>> START Text extract

7.a. Population Distribution
Using Folium, we plot the population distribution in the Toronto area:
LATITUDE, LONGITUDE = [43.722898, -79.381049]
print('The latitude and longitude of Toronto are {}, {}'.format(LATITUDE,LONGITUDE))
The latitude and longitude of Toronto are 43.722898, -79.381049
f, ax = plt.subplots(figsize=(16,6))
ax.set_title('Population in 2016')
sns.boxplot(data=df_merged_final['Population2016'],ax=ax,orient='h');
 
 state_geo = data
m = folium.Map(location=[LATITUDE,LONGITUDE], zoom_start=11)
folium.Choropleth(
    geo_data=state_geo,
    name='choropleth',
    data=df_merged_final,
    columns=['PostalCode', 'Population2016'],
    key_on='feature.properties.CFSAUID',
    fill_color='YlOrRd',
    fill_opacity=0.7,
    line_opacity=0.2,
    legend_name='Total Population'
).add_to(m)
folium.LayerControl().add_to(m)
m
7.b. Animal Distribution
print('Neighborhoods with largest pet ratio (pet per thousand people:)')

>> END Text extract
>> START Dataset records

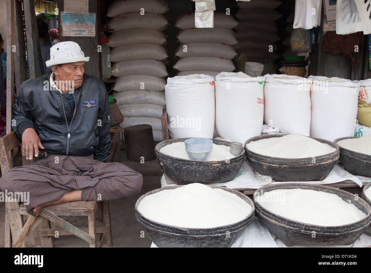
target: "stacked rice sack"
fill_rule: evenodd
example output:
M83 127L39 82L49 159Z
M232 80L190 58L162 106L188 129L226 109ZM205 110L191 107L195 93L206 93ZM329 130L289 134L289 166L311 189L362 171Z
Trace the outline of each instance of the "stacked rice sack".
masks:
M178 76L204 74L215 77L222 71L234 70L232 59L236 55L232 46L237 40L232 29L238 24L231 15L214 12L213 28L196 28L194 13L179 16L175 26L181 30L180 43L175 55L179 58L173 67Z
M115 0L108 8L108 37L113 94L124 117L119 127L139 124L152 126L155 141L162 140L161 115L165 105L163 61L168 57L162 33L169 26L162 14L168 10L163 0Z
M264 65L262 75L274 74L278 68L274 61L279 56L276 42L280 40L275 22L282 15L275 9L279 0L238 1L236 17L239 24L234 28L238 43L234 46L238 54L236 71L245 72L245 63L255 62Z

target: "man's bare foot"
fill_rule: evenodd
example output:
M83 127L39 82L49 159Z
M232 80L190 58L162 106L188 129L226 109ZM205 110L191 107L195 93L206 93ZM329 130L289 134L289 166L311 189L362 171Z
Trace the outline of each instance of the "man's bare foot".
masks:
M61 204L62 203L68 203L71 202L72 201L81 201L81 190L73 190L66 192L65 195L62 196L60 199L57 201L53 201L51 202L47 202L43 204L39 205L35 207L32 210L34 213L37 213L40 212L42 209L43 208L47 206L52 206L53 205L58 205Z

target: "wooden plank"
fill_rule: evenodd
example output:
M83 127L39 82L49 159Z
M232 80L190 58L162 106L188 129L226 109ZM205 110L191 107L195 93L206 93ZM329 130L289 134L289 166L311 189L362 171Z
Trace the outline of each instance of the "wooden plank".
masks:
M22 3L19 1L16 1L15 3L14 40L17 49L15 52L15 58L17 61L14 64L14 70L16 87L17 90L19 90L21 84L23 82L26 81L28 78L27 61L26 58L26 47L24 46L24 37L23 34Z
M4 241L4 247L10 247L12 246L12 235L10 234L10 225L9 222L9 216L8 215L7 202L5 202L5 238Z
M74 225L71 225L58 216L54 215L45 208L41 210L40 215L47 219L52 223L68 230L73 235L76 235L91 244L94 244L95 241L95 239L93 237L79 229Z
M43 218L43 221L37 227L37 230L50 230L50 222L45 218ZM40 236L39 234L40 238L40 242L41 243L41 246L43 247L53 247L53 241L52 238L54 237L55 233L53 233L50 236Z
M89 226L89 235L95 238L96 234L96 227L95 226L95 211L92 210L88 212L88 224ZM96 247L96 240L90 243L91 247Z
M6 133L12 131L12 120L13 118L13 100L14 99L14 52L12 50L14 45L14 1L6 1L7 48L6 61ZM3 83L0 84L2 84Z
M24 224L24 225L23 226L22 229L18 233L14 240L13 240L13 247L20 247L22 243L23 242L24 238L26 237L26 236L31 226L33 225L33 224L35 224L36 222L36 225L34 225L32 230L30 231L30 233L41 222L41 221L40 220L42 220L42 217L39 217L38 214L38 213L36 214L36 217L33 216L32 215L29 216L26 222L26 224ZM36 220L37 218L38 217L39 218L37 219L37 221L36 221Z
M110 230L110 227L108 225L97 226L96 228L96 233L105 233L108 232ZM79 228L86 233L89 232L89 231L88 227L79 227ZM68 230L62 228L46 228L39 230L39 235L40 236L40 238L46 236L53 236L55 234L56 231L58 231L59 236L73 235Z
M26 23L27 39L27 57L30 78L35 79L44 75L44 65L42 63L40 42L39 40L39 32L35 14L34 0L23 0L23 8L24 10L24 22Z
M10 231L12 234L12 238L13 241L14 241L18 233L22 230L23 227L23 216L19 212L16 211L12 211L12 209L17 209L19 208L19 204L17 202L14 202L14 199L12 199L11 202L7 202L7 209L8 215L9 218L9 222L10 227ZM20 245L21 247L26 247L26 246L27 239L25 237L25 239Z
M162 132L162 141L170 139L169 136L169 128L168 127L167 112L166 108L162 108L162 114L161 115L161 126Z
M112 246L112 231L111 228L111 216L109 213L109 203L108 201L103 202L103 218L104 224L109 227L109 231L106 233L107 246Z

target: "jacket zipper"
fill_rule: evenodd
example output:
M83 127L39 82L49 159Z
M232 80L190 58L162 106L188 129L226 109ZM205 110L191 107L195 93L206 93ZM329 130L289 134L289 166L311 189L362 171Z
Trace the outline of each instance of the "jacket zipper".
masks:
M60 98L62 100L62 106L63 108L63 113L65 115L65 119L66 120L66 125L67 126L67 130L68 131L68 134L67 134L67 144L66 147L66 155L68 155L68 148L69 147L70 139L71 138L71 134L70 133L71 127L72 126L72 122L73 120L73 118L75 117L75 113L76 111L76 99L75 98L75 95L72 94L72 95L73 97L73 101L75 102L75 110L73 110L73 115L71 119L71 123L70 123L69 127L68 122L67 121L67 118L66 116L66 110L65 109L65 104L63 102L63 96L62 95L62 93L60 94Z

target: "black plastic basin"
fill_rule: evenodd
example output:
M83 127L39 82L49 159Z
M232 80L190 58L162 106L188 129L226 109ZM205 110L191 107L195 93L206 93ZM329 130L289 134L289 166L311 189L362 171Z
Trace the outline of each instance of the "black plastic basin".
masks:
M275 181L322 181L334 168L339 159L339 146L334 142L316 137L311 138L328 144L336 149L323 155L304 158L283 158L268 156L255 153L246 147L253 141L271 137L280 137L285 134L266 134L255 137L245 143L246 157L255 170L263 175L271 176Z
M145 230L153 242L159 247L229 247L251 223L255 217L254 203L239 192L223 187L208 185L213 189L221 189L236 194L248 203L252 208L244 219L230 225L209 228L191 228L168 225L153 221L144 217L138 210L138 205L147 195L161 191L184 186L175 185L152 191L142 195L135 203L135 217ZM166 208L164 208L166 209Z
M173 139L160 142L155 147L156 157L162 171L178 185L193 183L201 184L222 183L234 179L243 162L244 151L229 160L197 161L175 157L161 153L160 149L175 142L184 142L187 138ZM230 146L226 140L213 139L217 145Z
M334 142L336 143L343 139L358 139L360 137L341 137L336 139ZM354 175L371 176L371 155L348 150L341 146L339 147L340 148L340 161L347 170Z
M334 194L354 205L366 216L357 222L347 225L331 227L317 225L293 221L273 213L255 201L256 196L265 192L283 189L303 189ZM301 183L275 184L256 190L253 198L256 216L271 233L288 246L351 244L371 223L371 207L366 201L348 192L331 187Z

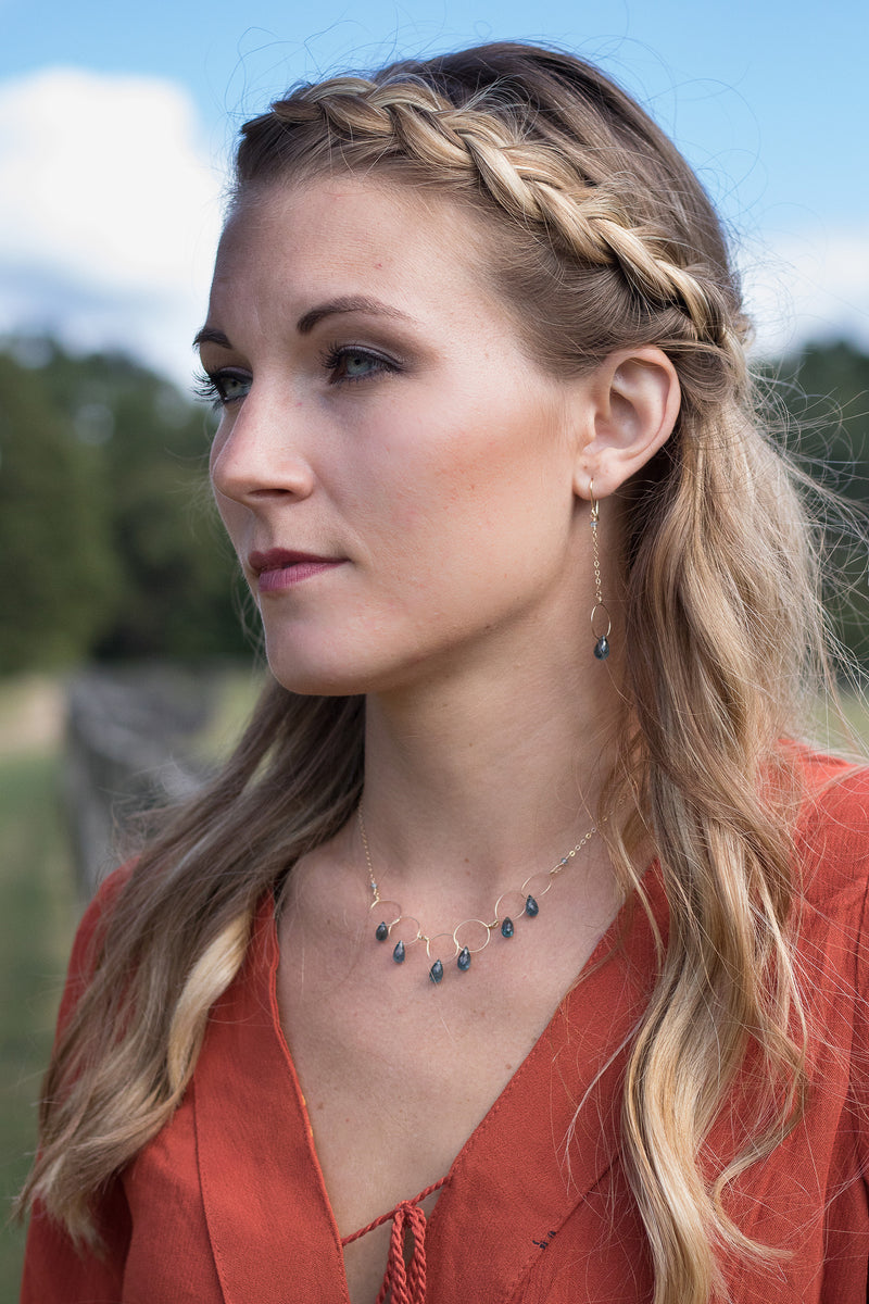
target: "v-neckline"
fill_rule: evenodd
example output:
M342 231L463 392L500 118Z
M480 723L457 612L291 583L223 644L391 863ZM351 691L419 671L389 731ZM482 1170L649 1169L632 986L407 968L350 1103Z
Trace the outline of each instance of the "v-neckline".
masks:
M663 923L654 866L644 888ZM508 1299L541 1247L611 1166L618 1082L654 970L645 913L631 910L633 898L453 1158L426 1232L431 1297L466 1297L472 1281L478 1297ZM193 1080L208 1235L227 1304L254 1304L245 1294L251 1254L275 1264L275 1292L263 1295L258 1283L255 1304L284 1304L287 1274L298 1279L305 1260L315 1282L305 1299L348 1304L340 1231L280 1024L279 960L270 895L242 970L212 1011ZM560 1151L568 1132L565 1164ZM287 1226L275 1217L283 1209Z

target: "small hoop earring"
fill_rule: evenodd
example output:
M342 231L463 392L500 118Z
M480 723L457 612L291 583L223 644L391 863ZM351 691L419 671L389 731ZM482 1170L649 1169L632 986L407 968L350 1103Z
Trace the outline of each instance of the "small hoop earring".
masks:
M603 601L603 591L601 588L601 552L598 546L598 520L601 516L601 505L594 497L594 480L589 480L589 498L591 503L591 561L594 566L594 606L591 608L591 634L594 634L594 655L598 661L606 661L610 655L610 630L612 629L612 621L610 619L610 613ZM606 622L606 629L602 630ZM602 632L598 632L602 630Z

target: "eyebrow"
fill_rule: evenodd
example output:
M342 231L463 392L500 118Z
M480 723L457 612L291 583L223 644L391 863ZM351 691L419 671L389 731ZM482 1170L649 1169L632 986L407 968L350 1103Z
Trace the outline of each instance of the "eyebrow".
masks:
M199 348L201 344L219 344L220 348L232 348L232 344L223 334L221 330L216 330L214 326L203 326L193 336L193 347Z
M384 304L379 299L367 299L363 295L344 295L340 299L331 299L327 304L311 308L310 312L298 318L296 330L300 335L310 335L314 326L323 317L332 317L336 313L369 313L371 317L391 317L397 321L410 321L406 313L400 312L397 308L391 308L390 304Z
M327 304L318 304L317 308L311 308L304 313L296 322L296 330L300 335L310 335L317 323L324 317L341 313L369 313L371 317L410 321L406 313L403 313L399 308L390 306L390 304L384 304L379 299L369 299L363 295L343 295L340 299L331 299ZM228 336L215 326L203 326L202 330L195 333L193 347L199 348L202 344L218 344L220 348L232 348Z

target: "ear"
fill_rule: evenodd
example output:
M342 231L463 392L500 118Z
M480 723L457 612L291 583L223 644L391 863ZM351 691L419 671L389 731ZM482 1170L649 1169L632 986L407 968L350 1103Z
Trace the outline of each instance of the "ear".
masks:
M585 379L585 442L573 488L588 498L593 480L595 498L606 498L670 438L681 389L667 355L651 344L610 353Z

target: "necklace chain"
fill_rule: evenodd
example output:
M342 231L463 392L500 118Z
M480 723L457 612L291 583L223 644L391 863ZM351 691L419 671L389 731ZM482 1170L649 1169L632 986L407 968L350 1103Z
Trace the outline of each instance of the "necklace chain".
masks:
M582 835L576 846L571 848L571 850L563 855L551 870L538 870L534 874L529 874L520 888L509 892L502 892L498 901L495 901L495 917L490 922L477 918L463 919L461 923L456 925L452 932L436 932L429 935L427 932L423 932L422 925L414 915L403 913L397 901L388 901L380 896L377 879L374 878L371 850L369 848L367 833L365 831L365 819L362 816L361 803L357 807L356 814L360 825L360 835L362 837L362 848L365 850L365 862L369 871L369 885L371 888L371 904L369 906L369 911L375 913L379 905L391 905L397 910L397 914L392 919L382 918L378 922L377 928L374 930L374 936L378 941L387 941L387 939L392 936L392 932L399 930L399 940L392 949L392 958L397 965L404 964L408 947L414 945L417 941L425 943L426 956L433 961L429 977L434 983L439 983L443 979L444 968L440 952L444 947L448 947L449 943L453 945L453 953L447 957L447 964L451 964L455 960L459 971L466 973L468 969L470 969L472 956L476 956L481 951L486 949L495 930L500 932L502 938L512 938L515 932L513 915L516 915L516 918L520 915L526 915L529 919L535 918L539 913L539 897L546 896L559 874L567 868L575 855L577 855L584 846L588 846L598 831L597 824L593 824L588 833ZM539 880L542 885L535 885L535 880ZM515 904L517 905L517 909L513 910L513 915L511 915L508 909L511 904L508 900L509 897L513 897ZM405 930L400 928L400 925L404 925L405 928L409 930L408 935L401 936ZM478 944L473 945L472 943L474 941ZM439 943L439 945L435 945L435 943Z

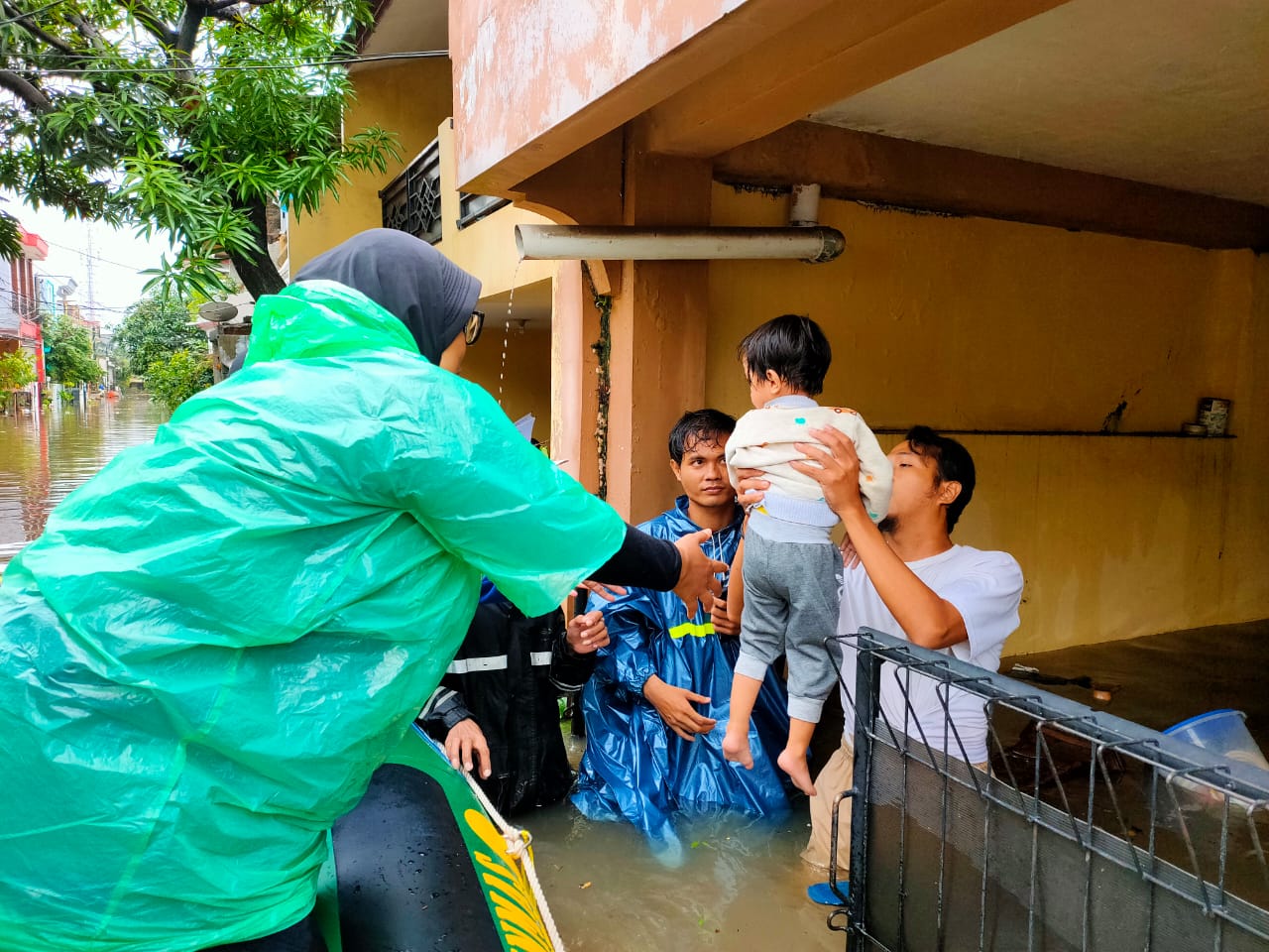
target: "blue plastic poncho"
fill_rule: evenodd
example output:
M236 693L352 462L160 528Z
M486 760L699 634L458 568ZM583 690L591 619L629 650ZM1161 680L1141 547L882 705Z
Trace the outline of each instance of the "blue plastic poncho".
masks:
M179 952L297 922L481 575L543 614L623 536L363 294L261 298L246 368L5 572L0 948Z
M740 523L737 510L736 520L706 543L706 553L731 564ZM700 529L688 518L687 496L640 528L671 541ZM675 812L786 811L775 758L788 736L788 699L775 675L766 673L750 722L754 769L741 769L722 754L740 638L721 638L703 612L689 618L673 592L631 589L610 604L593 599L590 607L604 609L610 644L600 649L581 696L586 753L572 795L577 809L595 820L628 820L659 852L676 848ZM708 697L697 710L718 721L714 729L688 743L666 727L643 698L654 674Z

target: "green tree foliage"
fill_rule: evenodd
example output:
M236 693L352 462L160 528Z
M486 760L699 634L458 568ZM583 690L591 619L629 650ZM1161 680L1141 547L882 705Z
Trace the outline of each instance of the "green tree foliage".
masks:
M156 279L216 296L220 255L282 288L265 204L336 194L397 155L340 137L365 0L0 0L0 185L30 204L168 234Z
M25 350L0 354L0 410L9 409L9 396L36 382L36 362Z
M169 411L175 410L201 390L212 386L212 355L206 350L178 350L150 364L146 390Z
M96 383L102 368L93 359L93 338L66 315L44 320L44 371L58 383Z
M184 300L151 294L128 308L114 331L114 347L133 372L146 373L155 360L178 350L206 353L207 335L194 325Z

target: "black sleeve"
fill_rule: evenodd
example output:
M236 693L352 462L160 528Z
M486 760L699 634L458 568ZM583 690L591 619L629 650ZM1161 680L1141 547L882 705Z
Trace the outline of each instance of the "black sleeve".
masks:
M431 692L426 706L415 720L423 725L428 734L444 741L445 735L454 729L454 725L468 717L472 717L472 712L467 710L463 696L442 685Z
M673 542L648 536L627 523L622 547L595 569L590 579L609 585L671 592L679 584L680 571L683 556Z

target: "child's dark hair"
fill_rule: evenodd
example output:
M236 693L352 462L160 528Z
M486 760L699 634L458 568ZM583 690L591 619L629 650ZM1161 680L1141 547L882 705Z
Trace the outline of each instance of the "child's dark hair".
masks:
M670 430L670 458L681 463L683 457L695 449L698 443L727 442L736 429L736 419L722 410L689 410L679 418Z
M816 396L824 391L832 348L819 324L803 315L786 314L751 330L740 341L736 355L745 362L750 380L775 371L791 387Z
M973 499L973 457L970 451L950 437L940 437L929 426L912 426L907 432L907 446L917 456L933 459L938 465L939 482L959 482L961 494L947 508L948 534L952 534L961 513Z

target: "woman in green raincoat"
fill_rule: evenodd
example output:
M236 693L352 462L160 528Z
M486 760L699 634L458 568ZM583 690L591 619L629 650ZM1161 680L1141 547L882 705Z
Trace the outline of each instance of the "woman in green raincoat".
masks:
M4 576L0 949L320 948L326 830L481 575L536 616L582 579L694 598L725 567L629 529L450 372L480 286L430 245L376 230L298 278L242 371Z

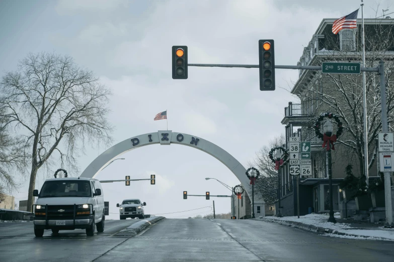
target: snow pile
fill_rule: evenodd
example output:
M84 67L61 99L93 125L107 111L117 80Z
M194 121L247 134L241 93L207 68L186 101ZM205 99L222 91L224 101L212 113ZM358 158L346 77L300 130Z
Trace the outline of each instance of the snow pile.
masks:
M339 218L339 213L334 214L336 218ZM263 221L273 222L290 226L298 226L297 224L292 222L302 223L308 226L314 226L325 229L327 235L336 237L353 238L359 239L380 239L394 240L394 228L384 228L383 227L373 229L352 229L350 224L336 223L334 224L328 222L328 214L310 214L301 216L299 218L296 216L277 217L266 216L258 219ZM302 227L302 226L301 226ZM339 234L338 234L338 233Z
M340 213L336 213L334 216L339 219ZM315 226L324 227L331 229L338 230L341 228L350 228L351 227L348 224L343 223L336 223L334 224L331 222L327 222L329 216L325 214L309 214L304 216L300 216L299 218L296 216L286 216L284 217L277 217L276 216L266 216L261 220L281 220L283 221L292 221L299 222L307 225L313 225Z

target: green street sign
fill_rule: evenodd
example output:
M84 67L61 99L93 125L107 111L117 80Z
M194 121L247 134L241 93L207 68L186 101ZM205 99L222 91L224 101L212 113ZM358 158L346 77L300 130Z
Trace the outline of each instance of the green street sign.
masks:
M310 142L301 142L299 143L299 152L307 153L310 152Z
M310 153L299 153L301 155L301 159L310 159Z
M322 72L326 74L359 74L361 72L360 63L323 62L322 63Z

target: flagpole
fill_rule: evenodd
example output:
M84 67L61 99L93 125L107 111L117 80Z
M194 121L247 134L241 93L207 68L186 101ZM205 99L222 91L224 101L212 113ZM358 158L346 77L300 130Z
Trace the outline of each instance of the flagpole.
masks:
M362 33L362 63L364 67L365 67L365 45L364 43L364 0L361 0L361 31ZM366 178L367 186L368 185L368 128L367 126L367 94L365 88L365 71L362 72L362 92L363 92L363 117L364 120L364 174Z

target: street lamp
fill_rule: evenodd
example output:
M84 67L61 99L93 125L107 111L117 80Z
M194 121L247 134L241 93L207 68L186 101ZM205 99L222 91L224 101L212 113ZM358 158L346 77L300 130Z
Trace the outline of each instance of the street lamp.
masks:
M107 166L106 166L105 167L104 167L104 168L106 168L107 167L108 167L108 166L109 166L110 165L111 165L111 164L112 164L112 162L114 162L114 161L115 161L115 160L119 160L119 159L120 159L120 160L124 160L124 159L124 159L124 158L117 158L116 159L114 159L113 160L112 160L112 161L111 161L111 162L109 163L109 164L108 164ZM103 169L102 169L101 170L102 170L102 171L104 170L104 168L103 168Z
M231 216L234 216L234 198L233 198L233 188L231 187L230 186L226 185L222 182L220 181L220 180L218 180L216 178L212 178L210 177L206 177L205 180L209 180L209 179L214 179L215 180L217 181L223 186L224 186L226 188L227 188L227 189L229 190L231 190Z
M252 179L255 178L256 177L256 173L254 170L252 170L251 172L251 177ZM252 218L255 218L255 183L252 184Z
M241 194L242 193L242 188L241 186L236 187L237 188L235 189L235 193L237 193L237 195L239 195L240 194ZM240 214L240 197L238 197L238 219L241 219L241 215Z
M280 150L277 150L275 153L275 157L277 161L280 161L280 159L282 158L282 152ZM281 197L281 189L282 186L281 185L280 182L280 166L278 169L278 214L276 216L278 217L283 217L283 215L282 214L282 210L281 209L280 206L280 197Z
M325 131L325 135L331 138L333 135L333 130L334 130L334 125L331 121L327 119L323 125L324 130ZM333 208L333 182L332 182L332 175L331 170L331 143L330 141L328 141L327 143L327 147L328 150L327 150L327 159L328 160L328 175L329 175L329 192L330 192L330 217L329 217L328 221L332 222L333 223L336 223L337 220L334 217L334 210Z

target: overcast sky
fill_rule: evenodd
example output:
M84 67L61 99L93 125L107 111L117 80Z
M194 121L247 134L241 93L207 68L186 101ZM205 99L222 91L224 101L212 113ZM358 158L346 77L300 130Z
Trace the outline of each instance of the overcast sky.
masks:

>> END Dataset records

> To do:
[a] In the Toronto population-mapping extract, what fill color scheme does the choropleth use?
[b] Resume the Toronto population-mapping extract, picking up right after its last line.

> Response list:
[a] 'YlOrRd'

[b]
df_merged_final[['PostalCode','Borough','Neighborhood','PetPerThousandInhab_2017']].sort_values(by='PetPerThousandInhab_2017',ascending=False).head(3)
Neighborhoods with largest pet ratio (pet per thousand people:)
| PostalCode | Borough | Neighborhood | PetPerThousandInhab_2017 | |
|---|---|---|---|---|
| 37 | M4E | East Toronto | The Beaches | 64.326785 | 
| 79 | M6R | West Toronto | Parkdale, Roncesvalles | 60.281009 | 
| 82 | M8W | Etobicoke | Alderwood, Long Branch | 58.769469 | 
print('Neighborhoods with smallest pet ratio (pet per thousand people:)')
df_merged_final[['PostalCode','Borough','Neighborhood','PetPerThousandInhab_2017']].sort_values(by='PetPerThousandInhab_2017',ascending=True).head(3)
Neighborhoods with smallest pet ratio (pet per thousand people:)
| PostalCode | Borough | Neighborhood | PetPerThousandInhab_2017 | |
|---|---|---|---|---|
| 39 | M4H | East York | Thorncliffe Park | 6.399837 | 
| 16 | M1X | Scarborough | Upper Rouge | 9.803272 | 
| 33 | M3N | North York | Downsview Northwest | 11.106344 | 
Notes:
- Above are listed with three neighborhoods with the highest and lowest number of pets per thousand people.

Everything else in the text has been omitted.